-- YOUR INSTRUCTIONS --
Every entry below must be copied exactly, with nothing left out.
◇ ◇ ◇ ◇ ◇
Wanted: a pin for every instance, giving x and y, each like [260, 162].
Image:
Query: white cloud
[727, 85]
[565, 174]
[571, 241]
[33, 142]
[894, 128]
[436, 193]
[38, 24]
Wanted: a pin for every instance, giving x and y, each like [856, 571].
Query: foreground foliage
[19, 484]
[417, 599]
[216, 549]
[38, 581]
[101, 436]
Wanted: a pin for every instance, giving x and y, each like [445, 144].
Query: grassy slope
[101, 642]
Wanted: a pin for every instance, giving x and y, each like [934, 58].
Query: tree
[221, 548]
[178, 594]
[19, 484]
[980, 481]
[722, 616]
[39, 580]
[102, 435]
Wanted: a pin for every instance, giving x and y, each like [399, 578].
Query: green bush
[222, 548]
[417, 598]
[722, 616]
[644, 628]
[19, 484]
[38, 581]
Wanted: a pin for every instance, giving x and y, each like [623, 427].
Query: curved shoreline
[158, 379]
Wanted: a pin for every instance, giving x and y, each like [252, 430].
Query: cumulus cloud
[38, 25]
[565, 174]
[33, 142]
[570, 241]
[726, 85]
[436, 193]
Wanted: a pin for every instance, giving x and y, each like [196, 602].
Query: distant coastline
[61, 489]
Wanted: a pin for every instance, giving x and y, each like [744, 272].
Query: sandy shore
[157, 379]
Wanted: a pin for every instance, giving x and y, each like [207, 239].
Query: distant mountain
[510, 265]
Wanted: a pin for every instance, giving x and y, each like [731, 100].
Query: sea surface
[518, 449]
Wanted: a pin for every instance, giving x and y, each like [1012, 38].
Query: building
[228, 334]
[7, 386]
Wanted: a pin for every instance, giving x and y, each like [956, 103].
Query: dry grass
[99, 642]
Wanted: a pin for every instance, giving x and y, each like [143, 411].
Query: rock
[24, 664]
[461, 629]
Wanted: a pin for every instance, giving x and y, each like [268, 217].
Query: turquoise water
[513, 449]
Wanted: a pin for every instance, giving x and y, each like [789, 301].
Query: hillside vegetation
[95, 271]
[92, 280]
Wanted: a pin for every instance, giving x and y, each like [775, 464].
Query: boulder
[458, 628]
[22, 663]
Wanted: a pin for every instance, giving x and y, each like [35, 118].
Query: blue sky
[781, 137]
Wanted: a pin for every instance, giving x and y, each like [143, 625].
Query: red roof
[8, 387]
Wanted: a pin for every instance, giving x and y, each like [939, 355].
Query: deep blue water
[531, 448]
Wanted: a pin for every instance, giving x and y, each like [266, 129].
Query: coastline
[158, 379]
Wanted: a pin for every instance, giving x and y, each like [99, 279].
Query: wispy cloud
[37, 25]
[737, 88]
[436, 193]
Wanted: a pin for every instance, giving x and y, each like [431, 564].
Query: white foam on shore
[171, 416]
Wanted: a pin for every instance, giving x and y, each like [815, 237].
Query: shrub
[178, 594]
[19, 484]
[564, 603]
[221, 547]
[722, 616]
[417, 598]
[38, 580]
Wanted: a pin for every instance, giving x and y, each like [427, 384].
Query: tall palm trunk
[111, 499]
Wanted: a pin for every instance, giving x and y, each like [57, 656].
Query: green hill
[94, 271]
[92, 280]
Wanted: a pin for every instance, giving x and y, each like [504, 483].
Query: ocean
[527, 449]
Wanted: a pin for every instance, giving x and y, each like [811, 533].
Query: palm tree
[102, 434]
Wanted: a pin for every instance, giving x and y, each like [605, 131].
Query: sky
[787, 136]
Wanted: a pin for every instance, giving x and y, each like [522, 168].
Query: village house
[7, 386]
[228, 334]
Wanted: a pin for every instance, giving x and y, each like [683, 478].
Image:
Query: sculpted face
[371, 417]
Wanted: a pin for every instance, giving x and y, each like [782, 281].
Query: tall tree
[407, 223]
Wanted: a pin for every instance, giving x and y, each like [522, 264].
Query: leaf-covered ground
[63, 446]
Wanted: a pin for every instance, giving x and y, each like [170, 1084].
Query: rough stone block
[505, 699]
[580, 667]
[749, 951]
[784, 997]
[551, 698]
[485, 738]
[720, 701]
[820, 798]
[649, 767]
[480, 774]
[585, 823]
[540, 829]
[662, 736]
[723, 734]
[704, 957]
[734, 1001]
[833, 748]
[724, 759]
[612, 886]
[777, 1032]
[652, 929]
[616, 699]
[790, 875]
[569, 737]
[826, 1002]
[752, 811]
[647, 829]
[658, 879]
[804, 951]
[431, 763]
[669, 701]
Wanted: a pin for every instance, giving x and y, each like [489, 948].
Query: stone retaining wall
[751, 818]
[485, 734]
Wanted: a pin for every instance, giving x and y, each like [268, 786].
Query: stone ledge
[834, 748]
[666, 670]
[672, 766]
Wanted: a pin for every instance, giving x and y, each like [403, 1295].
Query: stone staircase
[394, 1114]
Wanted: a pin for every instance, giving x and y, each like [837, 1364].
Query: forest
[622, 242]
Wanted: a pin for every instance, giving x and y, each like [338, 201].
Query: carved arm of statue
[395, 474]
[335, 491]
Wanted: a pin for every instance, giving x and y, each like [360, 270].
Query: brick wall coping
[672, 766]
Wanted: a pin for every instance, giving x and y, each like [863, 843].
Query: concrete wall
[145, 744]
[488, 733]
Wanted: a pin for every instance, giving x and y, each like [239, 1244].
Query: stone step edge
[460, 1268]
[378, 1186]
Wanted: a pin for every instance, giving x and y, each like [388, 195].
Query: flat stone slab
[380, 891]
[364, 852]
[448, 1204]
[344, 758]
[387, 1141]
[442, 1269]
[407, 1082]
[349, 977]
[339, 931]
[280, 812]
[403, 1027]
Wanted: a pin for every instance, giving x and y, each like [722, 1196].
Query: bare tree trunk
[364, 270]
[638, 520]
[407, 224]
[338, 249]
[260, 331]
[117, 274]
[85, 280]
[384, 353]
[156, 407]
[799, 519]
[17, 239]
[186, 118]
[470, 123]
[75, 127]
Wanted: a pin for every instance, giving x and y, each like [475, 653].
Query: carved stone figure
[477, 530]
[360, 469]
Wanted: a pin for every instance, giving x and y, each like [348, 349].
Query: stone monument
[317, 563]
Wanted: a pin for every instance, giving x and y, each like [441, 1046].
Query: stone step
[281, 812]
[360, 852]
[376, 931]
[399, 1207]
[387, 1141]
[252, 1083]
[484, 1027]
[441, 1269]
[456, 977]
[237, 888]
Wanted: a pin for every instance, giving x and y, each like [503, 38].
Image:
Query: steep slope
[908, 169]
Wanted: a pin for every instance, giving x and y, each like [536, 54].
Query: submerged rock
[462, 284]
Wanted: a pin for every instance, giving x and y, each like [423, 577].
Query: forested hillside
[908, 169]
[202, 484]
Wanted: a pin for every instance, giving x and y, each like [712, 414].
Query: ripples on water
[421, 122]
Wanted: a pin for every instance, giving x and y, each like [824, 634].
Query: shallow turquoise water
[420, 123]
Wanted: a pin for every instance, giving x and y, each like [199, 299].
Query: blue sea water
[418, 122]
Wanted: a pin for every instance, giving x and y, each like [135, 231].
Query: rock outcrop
◇ ◇ ◇ ◇ ◇
-- ANSWER BOX --
Wanted: a pin for every instance, giving x and y, each like [260, 162].
Image:
Query: white cloud
[727, 85]
[565, 174]
[571, 241]
[33, 142]
[894, 128]
[436, 193]
[38, 24]
Wanted: a pin for every instance, giving x and y, each like [856, 571].
Query: foreground foliage
[19, 484]
[417, 599]
[216, 549]
[38, 581]
[101, 436]
Wanted: a pin for every instance, giving x and y, each like [445, 144].
Query: grassy slope
[101, 642]
Wanted: a pin for every instance, giving x and y, each like [934, 58].
Query: tree
[221, 548]
[178, 594]
[19, 484]
[980, 481]
[722, 616]
[39, 580]
[102, 435]
Wanted: a pin for every instance, giving x and y, each like [399, 578].
Query: green bush
[222, 548]
[417, 598]
[722, 616]
[644, 628]
[19, 484]
[38, 581]
Wanted: a pin for every instance, giving x and y, each like [623, 427].
Query: curved shoreline
[158, 379]
Wanted: a pin for every instance, giving x and y, each like [252, 430].
Query: cumulus cloud
[38, 25]
[565, 174]
[33, 142]
[570, 241]
[726, 85]
[436, 193]
Wanted: a pin for every instance, giving x and y, each like [196, 602].
Query: distant coastline
[61, 489]
Wanted: a pin for every instance, giving x and y, each like [744, 272].
Query: sandy shore
[157, 379]
Wanted: a pin for every instance, giving x and y, each like [207, 239].
Query: distant mountain
[510, 265]
Wanted: a pin for every instance, giving x and y, each like [731, 100].
Query: sea surface
[518, 449]
Wanted: a pin for every instance, giving x and y, each like [1012, 38].
Query: building
[228, 334]
[7, 386]
Wanted: a pin for every instance, giving x and y, each like [956, 103].
Query: dry grass
[99, 642]
Wanted: a pin for every instance, giving x and y, each like [143, 411].
Query: rock
[24, 664]
[461, 629]
Wanted: a pin for every instance, giving x and y, each like [268, 217].
Query: turquoise water
[513, 449]
Wanted: a pin for every instance, giving x and y, each like [789, 301].
Query: hillside vegetation
[95, 271]
[92, 280]
Wanted: a pin for every instance, giving x and y, each like [775, 464].
Query: boulder
[458, 628]
[22, 663]
Wanted: a pin for every instance, giving x and y, each like [35, 118].
Query: blue sky
[781, 137]
Wanted: a pin for every instance, giving x and y, each like [143, 625].
Query: red roof
[8, 387]
Wanted: a pin for every instance, giving x and y, each like [939, 355].
Query: deep blue water
[531, 448]
Wanted: a pin for every instance, giving x and y, each like [266, 129].
Query: coastline
[158, 379]
Wanted: a pin for every instance, giving x and y, each like [99, 279].
Query: wispy cloud
[37, 25]
[737, 88]
[436, 193]
Wanted: a pin for every instance, giving x and y, each like [431, 564].
Query: white foam on shore
[171, 416]
Wanted: a pin for every instance, giving x and y, each like [815, 237].
Query: shrub
[178, 594]
[19, 484]
[564, 603]
[221, 547]
[722, 616]
[417, 598]
[38, 580]
Wanted: a pin for every instance, giving x and y, each like [427, 384].
Query: tall palm trunk
[111, 499]
Wanted: a pin for every instance, giving x and y, each like [57, 656].
Query: green hill
[94, 271]
[92, 280]
Wanted: a pin for every instance, giving x and y, each like [504, 483].
Query: ocean
[527, 449]
Wanted: a pin for every instance, giving x and y, each like [811, 533].
Query: palm tree
[102, 434]
Wanted: a pin for every instance, giving x and y, each like [605, 131].
Query: sky
[787, 136]
Wanted: a pin for every instance, giving x and y, each like [522, 168].
Query: village house
[7, 386]
[228, 334]
Wanted: a pin for every instance, giving x and y, each like [683, 478].
Image:
Query: sculpted face
[371, 417]
Wanted: a pin for every instance, giving x and y, each like [782, 281].
Query: tall tree
[407, 223]
Wanted: a pin for every instance, giving x and y, each like [522, 264].
Query: leaf-covered ground
[63, 446]
Wanted: a pin for every instance, giving x and y, each like [170, 1084].
Query: rough stone block
[505, 699]
[580, 667]
[749, 951]
[784, 997]
[551, 698]
[485, 738]
[720, 701]
[820, 798]
[649, 767]
[480, 774]
[585, 823]
[540, 829]
[662, 736]
[723, 734]
[704, 957]
[734, 1001]
[833, 748]
[724, 759]
[612, 886]
[777, 1032]
[652, 929]
[616, 699]
[790, 875]
[569, 737]
[826, 1002]
[752, 811]
[647, 829]
[658, 879]
[804, 951]
[431, 763]
[669, 701]
Wanted: a pin for every instance, giving x and y, each like [489, 948].
Query: stone retaining wall
[751, 818]
[485, 734]
Wanted: a pin for every instance, giving x and y, each like [268, 786].
Query: stone ledge
[834, 748]
[666, 670]
[672, 766]
Wanted: a pin for every instance, giving x and y, each like [403, 1295].
Query: stone staircase
[394, 1114]
Wanted: a pin for every instance, giving x and y, each like [837, 1364].
Query: forest
[622, 242]
Wanted: a pin for every instance, giving x and y, each like [338, 201].
Query: carved arm of statue
[395, 474]
[335, 491]
Wanted: a pin for every instance, giving x and y, each like [360, 270].
Query: brick wall coping
[672, 766]
Wanted: a pin for every instance, giving x and y, each like [863, 843].
Query: concrete wall
[145, 744]
[488, 733]
Wanted: a pin for every instance, giving x and y, each like [239, 1244].
Query: stone step edge
[460, 1268]
[378, 1186]
Wanted: a pin for every instance, giving x and y, each like [388, 195].
Query: flat stone slab
[380, 891]
[364, 852]
[448, 1204]
[344, 758]
[387, 1141]
[442, 1269]
[407, 1082]
[349, 977]
[339, 931]
[280, 812]
[403, 1027]
Wanted: a pin for every instance, giving x and y, each like [722, 1196].
Query: bare tree trunk
[364, 270]
[638, 520]
[407, 224]
[338, 249]
[260, 331]
[117, 274]
[85, 280]
[384, 353]
[156, 407]
[799, 519]
[17, 239]
[186, 118]
[470, 123]
[75, 127]
Wanted: a pin for every instance, giving x and y, each like [475, 653].
Query: carved stone figure
[477, 530]
[360, 469]
Wanted: a pin for every instance, giving x and y, each like [348, 349].
Query: stone monument
[317, 563]
Wanted: a pin for every instance, giving x and y, each like [441, 1046].
Query: stone step
[281, 812]
[360, 852]
[376, 931]
[399, 1207]
[387, 1141]
[252, 1083]
[484, 1027]
[441, 1269]
[456, 977]
[237, 888]
Wanted: a pin for every instance, giving x and y, each like [503, 38].
Image:
Query: steep slope
[908, 169]
Wanted: a pin for every instance, giving x and y, each like [536, 54].
Query: submerged rock
[462, 284]
Wanted: a pin for every instance, giving x and y, each like [423, 577].
Query: forested hillside
[908, 169]
[202, 484]
Wanted: a pin for every instance, giving x and y, each like [712, 414].
Query: ripples on water
[421, 122]
Wanted: a pin for every instance, giving x and y, each like [824, 634].
Query: shallow turquoise water
[420, 123]
Wanted: a pin for every instance, giving x and y, each like [199, 299].
Query: blue sea water
[418, 122]
Wanted: a pin for every instance, giving x and y, each like [135, 231].
Query: rock outcrop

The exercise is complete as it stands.